PASSAGE PROVIDED:
____________

Tax Filing Details Top D-H Payouts

Tax Filing Details Top D-H Payouts

Lebanon — The $675,000 severance payment awarded by Dartmouth-Hitchcock during 2013 to a “former senior advisor” to its chief executive barely made a public ripple or financial splash.

Nor did the $320,000 “change of control payment” made to a staff physician who had been working as an executive at the large, Lebanon-based medical complex, or the $105,000 severance payment to a former human resources director that year.

In fact, the reputation and financial health of D-H showed few, if any, noticeable ill effects as a result of the hefty packets of walking-away money handed out to former managers and reported in the most recent Form 990 tax return from D-H, which covered the fiscal year that ended June 30, 2014.

That stands in stark contrast to the controversy that has continued to reverberate after the disclosure earlier this year that Health Care and Rehabilitation Services Inc. of Southeastern Vermont, a Springfield-based social service agency, paid $686,000 in a “deferred compensation” retirement package for former Chief Executive Judith Hayward.

____________

DATA FOR ANALYSIS:

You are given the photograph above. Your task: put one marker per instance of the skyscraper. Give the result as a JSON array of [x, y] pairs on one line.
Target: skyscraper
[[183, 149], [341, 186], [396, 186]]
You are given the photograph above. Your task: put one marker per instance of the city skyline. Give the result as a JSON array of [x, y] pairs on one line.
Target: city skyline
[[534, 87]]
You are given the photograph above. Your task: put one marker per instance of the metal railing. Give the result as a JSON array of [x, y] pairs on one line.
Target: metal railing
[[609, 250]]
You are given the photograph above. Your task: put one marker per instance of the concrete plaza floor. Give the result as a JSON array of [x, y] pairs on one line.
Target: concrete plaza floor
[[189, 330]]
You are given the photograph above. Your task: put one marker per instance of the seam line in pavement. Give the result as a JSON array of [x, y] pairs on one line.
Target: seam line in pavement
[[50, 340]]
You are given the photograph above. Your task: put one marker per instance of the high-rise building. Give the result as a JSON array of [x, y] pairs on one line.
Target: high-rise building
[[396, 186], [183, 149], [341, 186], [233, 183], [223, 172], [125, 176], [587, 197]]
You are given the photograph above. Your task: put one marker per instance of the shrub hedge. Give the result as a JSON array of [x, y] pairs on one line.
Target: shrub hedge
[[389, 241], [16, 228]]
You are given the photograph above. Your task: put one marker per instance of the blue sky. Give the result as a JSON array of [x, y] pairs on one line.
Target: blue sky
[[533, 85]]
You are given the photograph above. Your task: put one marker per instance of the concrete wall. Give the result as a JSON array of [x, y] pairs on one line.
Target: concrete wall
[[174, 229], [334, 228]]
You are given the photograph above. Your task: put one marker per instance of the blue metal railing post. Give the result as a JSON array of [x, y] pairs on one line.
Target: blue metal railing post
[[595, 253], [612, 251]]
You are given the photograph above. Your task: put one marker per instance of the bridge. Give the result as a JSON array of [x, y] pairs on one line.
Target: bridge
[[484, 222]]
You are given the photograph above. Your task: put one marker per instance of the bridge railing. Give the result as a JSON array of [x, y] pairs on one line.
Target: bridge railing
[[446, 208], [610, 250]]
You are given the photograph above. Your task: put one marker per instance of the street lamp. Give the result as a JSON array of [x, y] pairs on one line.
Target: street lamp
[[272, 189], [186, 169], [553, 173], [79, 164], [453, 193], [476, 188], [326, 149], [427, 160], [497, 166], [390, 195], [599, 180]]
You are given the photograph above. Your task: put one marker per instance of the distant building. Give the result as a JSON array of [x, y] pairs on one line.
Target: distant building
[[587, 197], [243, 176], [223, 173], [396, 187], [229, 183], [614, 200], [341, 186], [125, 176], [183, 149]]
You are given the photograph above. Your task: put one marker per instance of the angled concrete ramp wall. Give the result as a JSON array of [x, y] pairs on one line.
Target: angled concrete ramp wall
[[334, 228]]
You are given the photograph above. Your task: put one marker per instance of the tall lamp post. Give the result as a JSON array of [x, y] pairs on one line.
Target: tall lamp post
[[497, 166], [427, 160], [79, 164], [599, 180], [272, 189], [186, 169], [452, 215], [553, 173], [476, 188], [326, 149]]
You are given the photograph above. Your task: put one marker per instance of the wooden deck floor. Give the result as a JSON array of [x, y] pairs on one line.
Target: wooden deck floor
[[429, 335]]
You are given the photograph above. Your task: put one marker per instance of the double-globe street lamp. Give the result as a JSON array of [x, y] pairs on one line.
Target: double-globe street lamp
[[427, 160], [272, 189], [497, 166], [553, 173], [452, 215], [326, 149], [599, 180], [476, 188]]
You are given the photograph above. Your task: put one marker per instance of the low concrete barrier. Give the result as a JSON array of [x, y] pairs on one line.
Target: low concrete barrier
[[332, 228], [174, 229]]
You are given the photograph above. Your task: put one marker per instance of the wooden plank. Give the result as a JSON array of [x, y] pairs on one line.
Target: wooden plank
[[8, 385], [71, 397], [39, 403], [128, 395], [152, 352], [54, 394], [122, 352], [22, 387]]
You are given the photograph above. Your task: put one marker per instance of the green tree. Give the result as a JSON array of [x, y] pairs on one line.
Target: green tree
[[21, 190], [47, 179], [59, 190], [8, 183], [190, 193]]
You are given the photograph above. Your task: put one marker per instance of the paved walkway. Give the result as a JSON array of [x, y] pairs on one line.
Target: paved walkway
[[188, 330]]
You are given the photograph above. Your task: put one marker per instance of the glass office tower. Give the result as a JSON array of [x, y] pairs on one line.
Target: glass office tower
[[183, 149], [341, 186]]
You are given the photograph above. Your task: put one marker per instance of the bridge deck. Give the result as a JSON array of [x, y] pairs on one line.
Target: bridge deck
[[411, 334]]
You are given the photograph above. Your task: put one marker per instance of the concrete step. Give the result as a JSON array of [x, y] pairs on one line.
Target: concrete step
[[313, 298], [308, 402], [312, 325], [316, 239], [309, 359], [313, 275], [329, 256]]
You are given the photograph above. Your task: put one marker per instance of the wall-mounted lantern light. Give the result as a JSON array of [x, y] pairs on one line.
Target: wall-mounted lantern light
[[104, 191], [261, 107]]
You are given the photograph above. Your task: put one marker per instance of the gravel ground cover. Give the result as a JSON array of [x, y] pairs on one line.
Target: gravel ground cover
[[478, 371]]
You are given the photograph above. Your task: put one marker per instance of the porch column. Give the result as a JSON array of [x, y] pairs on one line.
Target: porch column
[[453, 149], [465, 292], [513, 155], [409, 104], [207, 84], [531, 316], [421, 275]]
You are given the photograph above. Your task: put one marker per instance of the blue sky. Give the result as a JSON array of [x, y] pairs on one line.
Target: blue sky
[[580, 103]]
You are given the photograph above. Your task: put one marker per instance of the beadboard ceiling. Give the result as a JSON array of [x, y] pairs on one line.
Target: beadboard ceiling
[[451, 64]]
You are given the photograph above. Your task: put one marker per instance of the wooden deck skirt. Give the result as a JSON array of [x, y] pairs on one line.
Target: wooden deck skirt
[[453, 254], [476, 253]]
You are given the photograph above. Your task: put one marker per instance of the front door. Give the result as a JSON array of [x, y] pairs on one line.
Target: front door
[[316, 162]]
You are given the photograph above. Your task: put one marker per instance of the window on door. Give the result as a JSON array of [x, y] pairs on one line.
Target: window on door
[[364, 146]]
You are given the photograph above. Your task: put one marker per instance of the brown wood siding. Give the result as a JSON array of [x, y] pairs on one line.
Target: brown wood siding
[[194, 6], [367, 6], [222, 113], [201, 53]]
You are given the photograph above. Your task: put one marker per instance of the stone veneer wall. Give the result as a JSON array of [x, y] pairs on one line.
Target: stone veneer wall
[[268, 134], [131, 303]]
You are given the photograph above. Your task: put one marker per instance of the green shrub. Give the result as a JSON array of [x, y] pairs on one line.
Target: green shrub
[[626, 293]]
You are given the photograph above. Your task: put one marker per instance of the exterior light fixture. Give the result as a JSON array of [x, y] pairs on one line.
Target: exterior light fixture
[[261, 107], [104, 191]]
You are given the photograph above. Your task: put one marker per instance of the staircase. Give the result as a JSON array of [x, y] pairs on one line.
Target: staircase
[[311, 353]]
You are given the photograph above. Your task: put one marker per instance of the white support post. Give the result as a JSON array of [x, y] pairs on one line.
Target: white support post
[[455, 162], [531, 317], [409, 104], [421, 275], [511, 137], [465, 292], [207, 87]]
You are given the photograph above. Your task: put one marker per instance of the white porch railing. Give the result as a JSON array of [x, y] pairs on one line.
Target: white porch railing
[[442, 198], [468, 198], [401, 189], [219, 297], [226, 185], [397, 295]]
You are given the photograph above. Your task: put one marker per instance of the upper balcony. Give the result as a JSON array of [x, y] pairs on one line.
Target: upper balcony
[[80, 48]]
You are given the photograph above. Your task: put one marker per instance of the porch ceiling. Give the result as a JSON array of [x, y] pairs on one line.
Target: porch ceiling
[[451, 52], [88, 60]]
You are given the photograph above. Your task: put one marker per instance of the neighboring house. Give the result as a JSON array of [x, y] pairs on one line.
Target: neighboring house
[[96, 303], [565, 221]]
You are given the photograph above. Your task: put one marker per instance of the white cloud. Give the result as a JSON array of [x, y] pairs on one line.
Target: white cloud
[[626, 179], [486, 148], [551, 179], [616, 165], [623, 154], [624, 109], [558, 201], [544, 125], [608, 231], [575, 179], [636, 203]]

____________

TASKS TO COMPLETE:
1 – Reproduce the Dartmouth-Hitchcock payouts article word for word, everything from "Nor did the" down to "director that year.".
2 – Carry on the Dartmouth-Hitchcock payouts article from the end of its last paragraph.
The entries are separate material from the Dartmouth-Hitchcock payouts article.

EXERCISE RESULTS:
1 –
Nor did the $320,000 “change of control payment” made to a staff physician who had been working as an executive at the large, Lebanon-based medical complex, or the $105,000 severance payment to a former human resources director that year.

2 –
The portion of Hayward’s payments made during the fiscal year that ended June 30, 2014 contributed to the $1.4 million lost posted by HCRS in a year when revenue grew to an all-time high of $46.8 million.

HCRS is a financial dwarf compared to D-H, where fiscal 2014 revenue of $1.6 billion exceeded total expenses by $116 million. In other words, D-H’s surplus during the year was nearly 2 1/2 times HCRS’ total revenue.

This year D-H seems to have hit a financial rough patch. During the first nine months of fiscal year 2015, it posted a $3.5 million loss from operations, even after being offset by a $5.4 million profit during the quarter that ended March 31, according to an unaudited interim financial statement dated May 5. Even the gain in the most recent quarter amounted to an operating margin of 1.5 percent, below the 4 percent expected by lenders.

And during the quarter, D-H tapped its line of credit for $20 million, according to that statement.

Meanwhile, the compensation packages of the highest-paid D-H executives and doctors in some cases exceeded $1 million.

During 2013, the $1.1 million pay package of Thomas Colacchio, a physician who previously was president of a holding company that linked Mary Hitchcock Memorial Hospital and Dartmouth-Hitchcock Clinic, topped the list at D-H. Colachio’s compensation included that $320,000 “change of control” payment.

Similarly, the $675,000 severance payment to Neil Castaldo, a former senior advisor and general counsel, boosted his pay package about $40,000 north of $1 million, enough to rank third on the pay pyramid.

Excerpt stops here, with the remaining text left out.